* _TO DO_: Recast the lines from the first one through the line that contains "Task: locate bride.", inclusive, as a Markdown table with the columns Row and Line. Give each row its number and leave out any blank lines.

▬▬▬▬▬▬

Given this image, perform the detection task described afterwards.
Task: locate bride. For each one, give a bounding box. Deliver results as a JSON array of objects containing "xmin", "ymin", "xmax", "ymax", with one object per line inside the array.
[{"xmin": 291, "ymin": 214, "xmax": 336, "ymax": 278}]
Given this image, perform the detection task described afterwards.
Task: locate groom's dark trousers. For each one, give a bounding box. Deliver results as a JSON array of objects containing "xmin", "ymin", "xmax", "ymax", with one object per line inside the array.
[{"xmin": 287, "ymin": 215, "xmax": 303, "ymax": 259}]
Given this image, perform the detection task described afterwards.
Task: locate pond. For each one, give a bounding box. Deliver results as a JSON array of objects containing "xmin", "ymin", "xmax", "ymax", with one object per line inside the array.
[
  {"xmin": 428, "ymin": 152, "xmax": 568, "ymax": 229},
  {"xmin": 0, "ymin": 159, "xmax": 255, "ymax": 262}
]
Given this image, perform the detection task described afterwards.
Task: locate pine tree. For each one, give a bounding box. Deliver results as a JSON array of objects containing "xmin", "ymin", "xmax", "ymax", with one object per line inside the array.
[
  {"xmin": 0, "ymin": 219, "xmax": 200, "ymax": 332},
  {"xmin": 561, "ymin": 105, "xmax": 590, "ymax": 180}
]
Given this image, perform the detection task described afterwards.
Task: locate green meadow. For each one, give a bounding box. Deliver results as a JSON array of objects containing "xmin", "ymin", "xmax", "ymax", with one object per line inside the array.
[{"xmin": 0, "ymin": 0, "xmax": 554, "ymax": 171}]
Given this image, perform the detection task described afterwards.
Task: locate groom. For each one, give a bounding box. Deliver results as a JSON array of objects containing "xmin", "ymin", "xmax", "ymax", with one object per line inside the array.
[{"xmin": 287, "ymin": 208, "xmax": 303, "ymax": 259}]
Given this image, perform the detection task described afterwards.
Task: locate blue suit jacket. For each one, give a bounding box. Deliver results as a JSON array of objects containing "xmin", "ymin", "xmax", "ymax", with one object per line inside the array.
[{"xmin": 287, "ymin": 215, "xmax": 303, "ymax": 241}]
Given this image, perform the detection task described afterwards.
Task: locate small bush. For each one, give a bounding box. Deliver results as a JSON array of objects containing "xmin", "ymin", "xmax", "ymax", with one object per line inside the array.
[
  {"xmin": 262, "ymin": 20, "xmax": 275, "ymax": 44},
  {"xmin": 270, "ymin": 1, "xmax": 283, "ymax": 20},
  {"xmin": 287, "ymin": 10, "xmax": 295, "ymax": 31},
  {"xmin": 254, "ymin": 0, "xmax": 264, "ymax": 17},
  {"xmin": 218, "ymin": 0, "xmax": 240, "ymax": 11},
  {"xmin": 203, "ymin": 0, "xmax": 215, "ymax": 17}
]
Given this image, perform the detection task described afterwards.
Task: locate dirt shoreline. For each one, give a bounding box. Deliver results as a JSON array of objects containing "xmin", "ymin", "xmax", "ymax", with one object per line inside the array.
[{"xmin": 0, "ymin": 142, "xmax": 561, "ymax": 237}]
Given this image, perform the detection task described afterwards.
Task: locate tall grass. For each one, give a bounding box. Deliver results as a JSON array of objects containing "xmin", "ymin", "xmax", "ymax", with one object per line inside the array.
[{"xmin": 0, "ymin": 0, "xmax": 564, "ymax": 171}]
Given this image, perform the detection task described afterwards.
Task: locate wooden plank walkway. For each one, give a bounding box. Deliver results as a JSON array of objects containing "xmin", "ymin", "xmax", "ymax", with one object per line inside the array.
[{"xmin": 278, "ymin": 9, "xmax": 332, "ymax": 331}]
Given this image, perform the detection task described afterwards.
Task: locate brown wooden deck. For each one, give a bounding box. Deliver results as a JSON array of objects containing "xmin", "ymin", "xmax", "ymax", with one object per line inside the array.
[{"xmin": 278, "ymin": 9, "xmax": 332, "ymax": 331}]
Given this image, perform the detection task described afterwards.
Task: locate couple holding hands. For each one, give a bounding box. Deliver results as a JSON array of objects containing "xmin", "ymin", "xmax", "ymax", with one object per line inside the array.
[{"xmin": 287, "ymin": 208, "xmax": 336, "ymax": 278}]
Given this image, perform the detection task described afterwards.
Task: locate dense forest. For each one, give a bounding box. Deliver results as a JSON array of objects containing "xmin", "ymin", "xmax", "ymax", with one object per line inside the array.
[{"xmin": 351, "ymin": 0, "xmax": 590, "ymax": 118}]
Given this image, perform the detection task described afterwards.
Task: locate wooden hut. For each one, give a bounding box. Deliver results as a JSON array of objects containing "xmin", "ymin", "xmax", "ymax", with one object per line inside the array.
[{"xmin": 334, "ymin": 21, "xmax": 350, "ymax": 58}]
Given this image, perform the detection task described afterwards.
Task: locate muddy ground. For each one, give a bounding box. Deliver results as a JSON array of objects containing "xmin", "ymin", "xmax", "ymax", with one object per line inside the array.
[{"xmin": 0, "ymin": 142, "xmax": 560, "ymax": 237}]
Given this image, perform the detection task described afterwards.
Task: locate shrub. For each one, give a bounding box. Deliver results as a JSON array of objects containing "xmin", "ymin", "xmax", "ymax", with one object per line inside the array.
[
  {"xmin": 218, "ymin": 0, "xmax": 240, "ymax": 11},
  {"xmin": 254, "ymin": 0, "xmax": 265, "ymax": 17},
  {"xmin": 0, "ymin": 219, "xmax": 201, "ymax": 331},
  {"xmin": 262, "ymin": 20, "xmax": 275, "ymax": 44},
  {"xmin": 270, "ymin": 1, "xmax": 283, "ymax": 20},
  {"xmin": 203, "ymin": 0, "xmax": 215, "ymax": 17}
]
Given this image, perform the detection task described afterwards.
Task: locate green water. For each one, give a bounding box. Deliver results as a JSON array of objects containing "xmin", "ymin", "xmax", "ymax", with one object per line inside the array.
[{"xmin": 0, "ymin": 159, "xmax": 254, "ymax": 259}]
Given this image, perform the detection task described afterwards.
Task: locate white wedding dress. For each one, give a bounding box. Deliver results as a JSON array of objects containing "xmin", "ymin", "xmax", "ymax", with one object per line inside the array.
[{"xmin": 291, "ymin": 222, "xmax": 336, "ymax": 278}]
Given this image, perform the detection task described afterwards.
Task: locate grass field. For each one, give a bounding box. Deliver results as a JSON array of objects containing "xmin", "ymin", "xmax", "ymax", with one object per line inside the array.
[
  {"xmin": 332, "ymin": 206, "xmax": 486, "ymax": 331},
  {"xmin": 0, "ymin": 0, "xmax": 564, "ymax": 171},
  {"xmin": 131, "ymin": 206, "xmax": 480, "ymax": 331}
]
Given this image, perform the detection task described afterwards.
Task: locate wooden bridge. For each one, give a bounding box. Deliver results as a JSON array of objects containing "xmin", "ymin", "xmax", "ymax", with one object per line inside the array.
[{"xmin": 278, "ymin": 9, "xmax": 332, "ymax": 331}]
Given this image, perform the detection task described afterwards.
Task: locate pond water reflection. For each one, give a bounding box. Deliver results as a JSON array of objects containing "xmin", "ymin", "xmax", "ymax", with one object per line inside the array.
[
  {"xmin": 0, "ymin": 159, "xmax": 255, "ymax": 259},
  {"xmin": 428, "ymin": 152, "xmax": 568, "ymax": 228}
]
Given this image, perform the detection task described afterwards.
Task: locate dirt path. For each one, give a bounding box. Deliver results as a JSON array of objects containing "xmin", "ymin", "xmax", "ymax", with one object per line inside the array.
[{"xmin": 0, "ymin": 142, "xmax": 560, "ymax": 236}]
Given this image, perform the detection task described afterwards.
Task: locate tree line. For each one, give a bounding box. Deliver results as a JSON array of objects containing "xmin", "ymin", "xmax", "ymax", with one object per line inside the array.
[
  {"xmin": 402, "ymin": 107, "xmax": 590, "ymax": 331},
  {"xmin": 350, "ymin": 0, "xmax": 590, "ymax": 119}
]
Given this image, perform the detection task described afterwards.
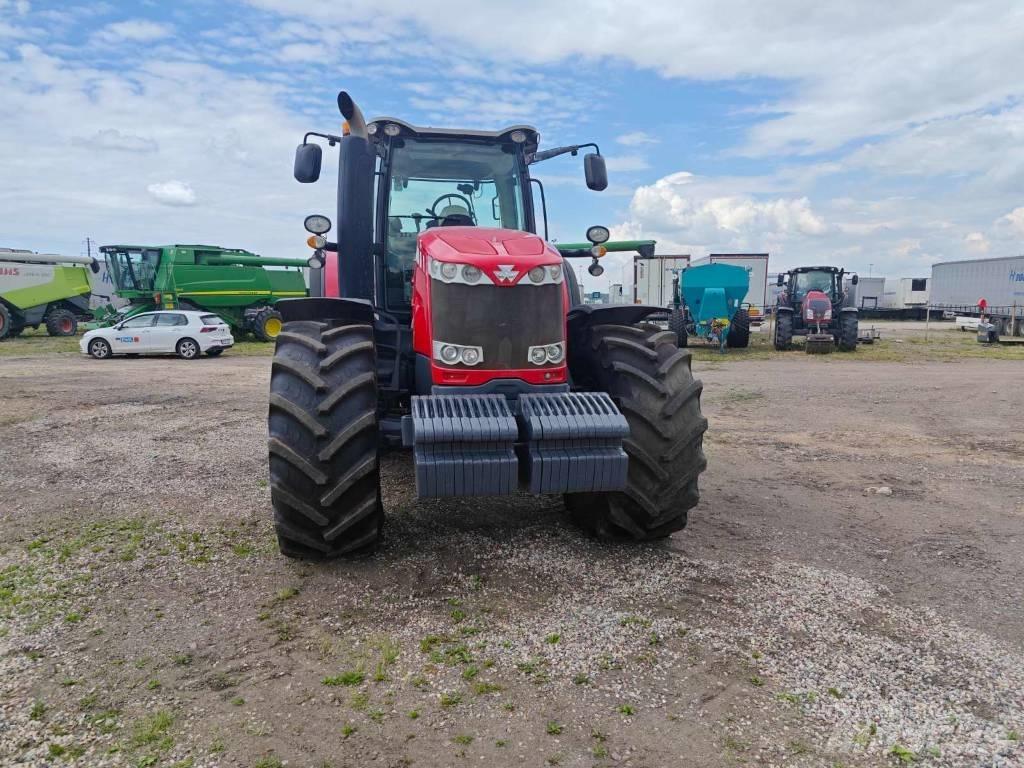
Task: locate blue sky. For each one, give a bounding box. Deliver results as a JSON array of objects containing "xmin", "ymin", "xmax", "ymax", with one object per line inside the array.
[{"xmin": 0, "ymin": 0, "xmax": 1024, "ymax": 290}]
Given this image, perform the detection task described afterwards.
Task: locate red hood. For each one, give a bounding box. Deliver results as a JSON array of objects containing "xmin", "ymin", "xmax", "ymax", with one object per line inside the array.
[{"xmin": 419, "ymin": 226, "xmax": 562, "ymax": 286}]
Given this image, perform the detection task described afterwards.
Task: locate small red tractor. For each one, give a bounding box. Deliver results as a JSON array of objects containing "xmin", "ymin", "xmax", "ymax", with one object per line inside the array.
[
  {"xmin": 268, "ymin": 91, "xmax": 708, "ymax": 559},
  {"xmin": 775, "ymin": 266, "xmax": 858, "ymax": 354}
]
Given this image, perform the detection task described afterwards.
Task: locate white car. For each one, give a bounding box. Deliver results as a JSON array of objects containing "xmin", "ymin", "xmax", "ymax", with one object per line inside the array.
[{"xmin": 79, "ymin": 309, "xmax": 234, "ymax": 360}]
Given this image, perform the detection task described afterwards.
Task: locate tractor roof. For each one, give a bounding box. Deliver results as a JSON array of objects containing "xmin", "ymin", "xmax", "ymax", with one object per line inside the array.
[{"xmin": 367, "ymin": 117, "xmax": 540, "ymax": 154}]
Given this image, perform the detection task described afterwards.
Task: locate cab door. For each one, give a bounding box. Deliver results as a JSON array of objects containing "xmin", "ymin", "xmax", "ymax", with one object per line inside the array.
[{"xmin": 111, "ymin": 313, "xmax": 157, "ymax": 354}]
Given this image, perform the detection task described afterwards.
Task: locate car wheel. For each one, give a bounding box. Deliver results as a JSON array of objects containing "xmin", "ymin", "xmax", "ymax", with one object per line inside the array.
[
  {"xmin": 89, "ymin": 339, "xmax": 111, "ymax": 360},
  {"xmin": 175, "ymin": 339, "xmax": 200, "ymax": 360}
]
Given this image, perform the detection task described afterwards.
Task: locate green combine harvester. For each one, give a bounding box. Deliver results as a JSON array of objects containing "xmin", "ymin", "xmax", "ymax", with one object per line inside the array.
[
  {"xmin": 0, "ymin": 248, "xmax": 99, "ymax": 339},
  {"xmin": 96, "ymin": 245, "xmax": 309, "ymax": 341}
]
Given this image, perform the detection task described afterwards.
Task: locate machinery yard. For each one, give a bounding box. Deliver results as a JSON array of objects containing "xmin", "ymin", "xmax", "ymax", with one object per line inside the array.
[{"xmin": 0, "ymin": 321, "xmax": 1024, "ymax": 768}]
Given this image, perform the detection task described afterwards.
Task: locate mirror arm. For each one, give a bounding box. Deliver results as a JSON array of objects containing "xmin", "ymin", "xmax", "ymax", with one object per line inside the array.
[{"xmin": 302, "ymin": 131, "xmax": 341, "ymax": 146}]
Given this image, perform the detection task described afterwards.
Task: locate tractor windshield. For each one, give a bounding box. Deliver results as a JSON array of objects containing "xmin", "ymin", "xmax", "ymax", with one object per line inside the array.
[
  {"xmin": 794, "ymin": 269, "xmax": 833, "ymax": 299},
  {"xmin": 105, "ymin": 248, "xmax": 160, "ymax": 292},
  {"xmin": 380, "ymin": 138, "xmax": 526, "ymax": 306}
]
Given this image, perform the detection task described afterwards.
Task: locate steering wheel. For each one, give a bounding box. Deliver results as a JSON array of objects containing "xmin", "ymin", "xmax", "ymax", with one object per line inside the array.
[{"xmin": 427, "ymin": 193, "xmax": 476, "ymax": 224}]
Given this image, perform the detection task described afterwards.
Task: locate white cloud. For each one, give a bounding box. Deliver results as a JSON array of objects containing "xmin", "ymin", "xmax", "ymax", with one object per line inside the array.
[
  {"xmin": 615, "ymin": 131, "xmax": 660, "ymax": 146},
  {"xmin": 95, "ymin": 18, "xmax": 174, "ymax": 45},
  {"xmin": 145, "ymin": 179, "xmax": 196, "ymax": 206}
]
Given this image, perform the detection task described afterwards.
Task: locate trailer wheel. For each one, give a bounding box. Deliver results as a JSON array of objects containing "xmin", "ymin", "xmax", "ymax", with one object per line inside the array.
[
  {"xmin": 267, "ymin": 322, "xmax": 384, "ymax": 559},
  {"xmin": 89, "ymin": 339, "xmax": 111, "ymax": 360},
  {"xmin": 253, "ymin": 306, "xmax": 284, "ymax": 341},
  {"xmin": 565, "ymin": 325, "xmax": 708, "ymax": 542},
  {"xmin": 839, "ymin": 312, "xmax": 859, "ymax": 352},
  {"xmin": 46, "ymin": 308, "xmax": 78, "ymax": 336},
  {"xmin": 669, "ymin": 307, "xmax": 687, "ymax": 347},
  {"xmin": 775, "ymin": 312, "xmax": 793, "ymax": 352},
  {"xmin": 725, "ymin": 309, "xmax": 751, "ymax": 349},
  {"xmin": 174, "ymin": 337, "xmax": 200, "ymax": 360}
]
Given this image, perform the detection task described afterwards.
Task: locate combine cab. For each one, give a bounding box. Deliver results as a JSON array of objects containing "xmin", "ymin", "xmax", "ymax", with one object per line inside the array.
[
  {"xmin": 775, "ymin": 266, "xmax": 858, "ymax": 354},
  {"xmin": 268, "ymin": 92, "xmax": 707, "ymax": 558}
]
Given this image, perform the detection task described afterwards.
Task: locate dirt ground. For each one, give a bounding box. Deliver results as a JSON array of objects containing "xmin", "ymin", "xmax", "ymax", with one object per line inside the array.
[{"xmin": 0, "ymin": 329, "xmax": 1024, "ymax": 768}]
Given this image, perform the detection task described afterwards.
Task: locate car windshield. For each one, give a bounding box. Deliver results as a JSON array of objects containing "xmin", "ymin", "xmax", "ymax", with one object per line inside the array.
[
  {"xmin": 383, "ymin": 139, "xmax": 526, "ymax": 305},
  {"xmin": 795, "ymin": 270, "xmax": 833, "ymax": 296}
]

▬▬▬▬▬▬

* _WORKED SOLUTION_:
| Row | Line |
|---|---|
| 1 | Given this image, perform the detection task described afterwards. |
| 2 | Task: locate bride. For each one, give a bounding box. Deliver results as a JSON array of objects containing "xmin", "ymin", "xmax", "ymax", with one object per line inside the array. |